ENTRIES SHOWN:
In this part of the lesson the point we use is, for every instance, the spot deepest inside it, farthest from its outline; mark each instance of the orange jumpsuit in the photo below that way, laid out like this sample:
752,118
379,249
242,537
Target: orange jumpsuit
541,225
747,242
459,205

WHAT YOU NEED TO DO:
Reproduce all of the material verbatim.

OUTPUT BELOW:
In this part of the lesson the point we use is, for every instance, the spot deepest inside it, farthest from its outline; mark each instance of the orange jumpsuit in the photo below that way, laid out like this sample:
752,118
379,249
242,537
Target: orange jumpsuit
541,225
747,242
459,205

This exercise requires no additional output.